[Records excerpted from a collection]
════════

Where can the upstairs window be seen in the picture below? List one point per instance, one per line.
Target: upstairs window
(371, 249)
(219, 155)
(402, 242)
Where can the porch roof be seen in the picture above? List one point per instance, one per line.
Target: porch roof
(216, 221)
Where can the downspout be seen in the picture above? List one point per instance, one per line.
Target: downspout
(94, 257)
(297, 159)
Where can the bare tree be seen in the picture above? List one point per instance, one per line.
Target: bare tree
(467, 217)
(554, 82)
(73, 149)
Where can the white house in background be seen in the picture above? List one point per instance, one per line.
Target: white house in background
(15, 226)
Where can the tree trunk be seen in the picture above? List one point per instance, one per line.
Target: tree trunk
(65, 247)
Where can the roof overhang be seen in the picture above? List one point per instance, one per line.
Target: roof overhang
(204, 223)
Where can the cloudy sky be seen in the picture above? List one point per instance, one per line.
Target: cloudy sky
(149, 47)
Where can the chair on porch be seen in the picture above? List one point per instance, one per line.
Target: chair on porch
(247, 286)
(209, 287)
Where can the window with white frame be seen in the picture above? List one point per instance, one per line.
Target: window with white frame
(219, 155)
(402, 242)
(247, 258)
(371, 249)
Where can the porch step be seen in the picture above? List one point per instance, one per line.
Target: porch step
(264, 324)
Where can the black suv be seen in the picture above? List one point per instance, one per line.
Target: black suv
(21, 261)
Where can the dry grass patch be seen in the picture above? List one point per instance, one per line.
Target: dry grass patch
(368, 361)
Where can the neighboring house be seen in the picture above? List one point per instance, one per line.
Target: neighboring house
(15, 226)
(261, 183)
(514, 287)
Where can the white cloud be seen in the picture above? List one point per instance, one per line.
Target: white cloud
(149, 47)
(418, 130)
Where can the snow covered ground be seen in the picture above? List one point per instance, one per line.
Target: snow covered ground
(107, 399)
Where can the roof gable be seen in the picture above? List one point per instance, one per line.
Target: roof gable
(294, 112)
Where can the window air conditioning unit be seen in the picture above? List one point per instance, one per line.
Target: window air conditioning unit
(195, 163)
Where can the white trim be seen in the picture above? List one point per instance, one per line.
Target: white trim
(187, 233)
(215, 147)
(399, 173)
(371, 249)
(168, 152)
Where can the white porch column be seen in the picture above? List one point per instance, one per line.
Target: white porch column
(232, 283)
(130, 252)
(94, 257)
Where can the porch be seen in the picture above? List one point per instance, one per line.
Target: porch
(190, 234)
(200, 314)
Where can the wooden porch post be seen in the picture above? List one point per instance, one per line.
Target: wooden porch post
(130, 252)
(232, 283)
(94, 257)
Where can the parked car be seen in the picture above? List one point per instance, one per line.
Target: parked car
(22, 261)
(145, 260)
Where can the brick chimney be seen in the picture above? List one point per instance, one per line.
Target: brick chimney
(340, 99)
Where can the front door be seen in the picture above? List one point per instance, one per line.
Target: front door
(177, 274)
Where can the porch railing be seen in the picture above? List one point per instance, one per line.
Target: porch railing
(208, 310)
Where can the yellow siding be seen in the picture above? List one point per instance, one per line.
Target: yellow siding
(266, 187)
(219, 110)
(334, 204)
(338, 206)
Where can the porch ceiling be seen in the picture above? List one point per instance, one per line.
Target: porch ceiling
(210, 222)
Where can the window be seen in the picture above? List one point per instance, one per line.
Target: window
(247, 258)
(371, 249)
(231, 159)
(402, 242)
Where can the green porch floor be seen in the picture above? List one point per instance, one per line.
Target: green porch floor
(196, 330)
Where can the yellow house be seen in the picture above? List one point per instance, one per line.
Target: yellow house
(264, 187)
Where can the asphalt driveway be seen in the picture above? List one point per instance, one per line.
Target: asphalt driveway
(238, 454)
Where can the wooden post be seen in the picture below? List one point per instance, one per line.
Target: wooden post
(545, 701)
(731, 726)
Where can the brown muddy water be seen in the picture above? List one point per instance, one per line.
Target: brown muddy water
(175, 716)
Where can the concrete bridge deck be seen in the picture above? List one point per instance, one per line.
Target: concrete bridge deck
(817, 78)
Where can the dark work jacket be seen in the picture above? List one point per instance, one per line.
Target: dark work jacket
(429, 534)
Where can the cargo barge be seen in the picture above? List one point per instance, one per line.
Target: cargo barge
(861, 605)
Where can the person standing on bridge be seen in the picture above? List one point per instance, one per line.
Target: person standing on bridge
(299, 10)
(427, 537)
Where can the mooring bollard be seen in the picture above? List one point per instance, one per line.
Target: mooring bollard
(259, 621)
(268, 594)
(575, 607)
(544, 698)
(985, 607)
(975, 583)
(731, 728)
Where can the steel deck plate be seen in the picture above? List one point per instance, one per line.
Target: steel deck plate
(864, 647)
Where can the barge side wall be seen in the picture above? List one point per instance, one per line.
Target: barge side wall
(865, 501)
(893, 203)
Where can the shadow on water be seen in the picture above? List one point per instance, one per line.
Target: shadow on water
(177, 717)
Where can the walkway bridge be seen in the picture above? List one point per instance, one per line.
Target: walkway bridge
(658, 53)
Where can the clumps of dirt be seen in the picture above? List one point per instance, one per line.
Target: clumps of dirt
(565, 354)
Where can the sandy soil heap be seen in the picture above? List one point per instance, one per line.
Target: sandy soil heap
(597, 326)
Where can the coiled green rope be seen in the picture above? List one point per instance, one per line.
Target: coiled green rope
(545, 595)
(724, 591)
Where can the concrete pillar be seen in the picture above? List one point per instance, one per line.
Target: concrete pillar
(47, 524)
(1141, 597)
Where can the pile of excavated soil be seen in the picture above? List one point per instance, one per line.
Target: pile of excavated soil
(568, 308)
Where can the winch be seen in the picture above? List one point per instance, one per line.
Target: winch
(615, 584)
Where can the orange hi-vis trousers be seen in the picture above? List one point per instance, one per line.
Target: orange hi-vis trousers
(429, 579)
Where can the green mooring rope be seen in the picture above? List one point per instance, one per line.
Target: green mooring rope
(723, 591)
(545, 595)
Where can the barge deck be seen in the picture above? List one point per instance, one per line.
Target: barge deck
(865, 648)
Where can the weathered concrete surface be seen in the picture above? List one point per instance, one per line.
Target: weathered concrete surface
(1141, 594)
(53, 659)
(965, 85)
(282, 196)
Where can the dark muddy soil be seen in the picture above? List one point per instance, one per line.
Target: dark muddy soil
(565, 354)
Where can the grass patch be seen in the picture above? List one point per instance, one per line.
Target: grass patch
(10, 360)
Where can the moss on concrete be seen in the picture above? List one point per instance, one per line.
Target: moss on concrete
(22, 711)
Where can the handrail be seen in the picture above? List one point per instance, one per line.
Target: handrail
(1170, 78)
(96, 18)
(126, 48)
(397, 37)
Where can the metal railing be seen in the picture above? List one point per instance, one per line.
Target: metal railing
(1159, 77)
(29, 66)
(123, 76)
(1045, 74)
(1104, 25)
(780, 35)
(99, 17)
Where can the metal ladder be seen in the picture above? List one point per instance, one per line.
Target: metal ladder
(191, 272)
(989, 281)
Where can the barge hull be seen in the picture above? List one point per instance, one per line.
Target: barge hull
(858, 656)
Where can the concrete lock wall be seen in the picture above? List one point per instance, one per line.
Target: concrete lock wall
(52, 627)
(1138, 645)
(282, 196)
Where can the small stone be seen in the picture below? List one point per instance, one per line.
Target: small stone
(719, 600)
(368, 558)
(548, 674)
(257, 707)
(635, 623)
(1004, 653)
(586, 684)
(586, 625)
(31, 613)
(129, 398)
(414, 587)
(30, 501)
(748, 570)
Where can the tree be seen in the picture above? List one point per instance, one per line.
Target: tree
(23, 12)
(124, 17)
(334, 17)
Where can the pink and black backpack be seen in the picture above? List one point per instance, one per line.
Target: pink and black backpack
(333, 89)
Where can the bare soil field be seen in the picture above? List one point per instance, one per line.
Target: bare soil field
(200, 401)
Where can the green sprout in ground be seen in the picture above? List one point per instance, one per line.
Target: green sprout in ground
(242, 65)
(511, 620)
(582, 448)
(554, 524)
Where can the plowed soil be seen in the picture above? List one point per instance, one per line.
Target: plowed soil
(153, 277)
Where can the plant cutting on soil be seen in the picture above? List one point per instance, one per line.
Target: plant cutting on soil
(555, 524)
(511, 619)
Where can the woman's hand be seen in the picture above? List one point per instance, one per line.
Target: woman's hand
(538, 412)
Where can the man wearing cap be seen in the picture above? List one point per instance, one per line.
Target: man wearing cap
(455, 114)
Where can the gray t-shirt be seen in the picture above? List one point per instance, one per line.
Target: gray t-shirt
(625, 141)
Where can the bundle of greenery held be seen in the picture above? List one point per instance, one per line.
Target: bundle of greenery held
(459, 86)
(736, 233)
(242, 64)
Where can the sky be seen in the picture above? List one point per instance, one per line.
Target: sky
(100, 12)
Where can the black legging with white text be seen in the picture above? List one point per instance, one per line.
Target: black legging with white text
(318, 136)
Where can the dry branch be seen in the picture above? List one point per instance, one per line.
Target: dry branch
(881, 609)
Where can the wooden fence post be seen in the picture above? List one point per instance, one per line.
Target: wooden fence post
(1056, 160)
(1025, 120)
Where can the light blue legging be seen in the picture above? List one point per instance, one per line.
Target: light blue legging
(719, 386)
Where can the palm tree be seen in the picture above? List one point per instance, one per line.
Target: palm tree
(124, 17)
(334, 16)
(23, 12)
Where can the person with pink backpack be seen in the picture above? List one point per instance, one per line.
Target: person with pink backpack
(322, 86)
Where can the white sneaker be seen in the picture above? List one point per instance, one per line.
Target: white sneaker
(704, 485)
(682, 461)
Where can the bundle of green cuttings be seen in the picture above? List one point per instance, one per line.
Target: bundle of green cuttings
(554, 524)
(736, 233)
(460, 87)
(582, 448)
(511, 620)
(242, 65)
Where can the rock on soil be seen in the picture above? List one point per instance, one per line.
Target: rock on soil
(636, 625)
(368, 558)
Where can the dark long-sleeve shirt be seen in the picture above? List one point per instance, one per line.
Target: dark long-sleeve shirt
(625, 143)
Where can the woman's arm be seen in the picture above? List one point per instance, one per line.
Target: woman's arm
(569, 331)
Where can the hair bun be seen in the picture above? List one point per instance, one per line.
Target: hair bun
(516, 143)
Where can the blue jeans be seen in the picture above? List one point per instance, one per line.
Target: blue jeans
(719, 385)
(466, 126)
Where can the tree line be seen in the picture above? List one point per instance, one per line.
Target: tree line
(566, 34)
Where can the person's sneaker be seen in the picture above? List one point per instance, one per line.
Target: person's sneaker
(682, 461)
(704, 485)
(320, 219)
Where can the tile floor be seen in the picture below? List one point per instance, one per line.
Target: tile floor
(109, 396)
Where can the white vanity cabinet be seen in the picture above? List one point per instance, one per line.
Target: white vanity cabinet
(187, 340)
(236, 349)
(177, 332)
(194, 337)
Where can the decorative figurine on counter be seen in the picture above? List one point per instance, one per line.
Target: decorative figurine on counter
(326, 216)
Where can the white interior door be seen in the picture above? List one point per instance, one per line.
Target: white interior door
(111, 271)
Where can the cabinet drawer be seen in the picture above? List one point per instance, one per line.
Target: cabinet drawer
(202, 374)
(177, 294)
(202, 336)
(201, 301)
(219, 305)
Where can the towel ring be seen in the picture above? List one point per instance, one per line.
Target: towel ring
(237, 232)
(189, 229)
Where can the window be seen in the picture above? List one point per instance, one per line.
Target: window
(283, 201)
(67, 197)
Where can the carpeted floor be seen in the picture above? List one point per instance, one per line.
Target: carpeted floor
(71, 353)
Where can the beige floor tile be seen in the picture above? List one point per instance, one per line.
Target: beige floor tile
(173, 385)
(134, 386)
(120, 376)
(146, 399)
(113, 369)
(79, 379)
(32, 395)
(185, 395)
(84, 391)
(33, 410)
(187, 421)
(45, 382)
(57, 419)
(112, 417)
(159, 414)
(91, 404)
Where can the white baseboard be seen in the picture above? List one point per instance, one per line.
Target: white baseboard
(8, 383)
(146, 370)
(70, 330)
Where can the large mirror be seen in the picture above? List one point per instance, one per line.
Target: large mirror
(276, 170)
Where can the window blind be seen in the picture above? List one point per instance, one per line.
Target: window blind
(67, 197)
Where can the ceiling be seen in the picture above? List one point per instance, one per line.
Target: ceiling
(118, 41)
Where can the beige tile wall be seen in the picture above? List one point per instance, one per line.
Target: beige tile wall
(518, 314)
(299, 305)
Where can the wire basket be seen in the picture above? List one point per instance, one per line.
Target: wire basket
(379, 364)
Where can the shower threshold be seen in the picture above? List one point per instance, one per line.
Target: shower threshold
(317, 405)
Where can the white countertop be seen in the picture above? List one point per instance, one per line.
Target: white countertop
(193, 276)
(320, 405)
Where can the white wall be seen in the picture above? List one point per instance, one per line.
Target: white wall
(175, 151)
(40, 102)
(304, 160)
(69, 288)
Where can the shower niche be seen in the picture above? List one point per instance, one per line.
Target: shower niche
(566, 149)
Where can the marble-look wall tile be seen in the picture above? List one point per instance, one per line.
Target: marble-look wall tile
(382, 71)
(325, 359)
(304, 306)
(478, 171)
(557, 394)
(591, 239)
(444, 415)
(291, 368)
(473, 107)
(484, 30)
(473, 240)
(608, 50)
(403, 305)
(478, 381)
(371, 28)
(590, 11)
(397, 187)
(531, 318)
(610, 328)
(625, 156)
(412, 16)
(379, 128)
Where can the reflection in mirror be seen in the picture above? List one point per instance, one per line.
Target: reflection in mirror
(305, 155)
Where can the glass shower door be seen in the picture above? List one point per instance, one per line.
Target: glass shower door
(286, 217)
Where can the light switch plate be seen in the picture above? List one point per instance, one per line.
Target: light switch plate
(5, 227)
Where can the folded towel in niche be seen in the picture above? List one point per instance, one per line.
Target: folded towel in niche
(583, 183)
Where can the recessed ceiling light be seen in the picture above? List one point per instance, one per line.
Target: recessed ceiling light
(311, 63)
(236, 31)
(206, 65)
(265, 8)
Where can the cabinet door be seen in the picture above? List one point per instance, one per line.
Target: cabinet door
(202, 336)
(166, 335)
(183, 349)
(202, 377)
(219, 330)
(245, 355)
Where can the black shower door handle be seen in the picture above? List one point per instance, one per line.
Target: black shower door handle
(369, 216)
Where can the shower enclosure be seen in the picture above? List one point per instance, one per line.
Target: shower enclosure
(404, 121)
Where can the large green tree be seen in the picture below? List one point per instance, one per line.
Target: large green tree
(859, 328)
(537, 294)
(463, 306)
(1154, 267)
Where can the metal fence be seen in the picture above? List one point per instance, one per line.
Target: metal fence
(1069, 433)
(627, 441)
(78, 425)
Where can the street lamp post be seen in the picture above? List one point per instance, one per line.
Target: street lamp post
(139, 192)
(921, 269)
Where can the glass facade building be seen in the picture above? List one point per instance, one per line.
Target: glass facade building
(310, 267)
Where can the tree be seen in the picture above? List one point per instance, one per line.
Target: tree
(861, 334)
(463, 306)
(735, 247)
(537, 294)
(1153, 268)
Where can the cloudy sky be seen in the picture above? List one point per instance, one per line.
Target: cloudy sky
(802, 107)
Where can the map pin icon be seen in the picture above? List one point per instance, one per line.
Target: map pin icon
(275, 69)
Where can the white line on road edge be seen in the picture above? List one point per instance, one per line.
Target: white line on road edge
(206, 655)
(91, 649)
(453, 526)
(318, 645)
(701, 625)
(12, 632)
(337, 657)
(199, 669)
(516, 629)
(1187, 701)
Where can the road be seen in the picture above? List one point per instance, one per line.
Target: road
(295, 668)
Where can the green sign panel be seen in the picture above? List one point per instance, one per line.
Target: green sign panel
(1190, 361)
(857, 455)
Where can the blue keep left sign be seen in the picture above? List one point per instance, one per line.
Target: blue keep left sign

════════

▶ [Exercise instructions]: What do the lines above say from the one containing "Target: tree line" down to the one containing "Where can the beige tile"? Return them exactly, both end lines included, and only them.

▶ [Finished task]:
Target: tree line
(566, 34)
Where can the person's sneaker be seen in the picture above? List one point per instance, one per line.
Target: person's sneaker
(682, 461)
(704, 485)
(320, 219)
Where can the tile floor be seen in the picture below? List one point per instance, one per line.
Target: tile floor
(109, 396)
Where can the white vanity cabinet be seen in the picture above? List one point per instance, one per line.
Target: white vanity cabinet
(187, 340)
(236, 349)
(177, 332)
(194, 337)
Where can the decorative figurine on counter be seen in the picture above? List one point per instance, one per line.
Target: decorative figurine on counter
(326, 216)
Where can the white interior door be seen in the picture above? List one point per instance, one per line.
Target: white interior door
(111, 271)
Where can the cabinet drawer be seen in the picture above? List one point per instance, one per line.
Target: cabinet drawer
(202, 374)
(177, 294)
(202, 336)
(201, 301)
(219, 305)
Where can the towel ring be seen in the picture above? List one point per instance, one per line.
Target: towel ring
(237, 232)
(189, 229)
Where can the window be seen in the picture above? List one point per instance, one per line.
Target: window
(283, 201)
(67, 197)
Where can the carpeted floor be seen in the picture above? List one point per instance, one per line.
Target: carpeted floor
(71, 353)
Where can the beige floor tile be seen in the picture above? List one point per instance, one per line.
Target: beige floor tile
(173, 385)
(134, 386)
(120, 376)
(146, 399)
(113, 369)
(79, 379)
(32, 395)
(185, 395)
(84, 391)
(33, 410)
(187, 421)
(45, 382)
(57, 419)
(112, 417)
(159, 414)
(91, 404)
Where can the white baseboard be seen in the picture above? List one point per instance, one per line.
Target: white baseboard
(8, 383)
(146, 370)
(70, 330)
Where can the large mirror be seen in the picture above? List one point per instance, one per line.
Target: large mirror
(276, 170)
Where can the window blind be seen in the picture above? List one point per instance, one per line.
Target: window blind
(67, 197)
Where can the ceiling be seen in the picture above? List one point per instance, one per line.
Target: ceiling
(118, 41)
Where can the beige tile wall be seen in the picture above? List one point per instance, one per line.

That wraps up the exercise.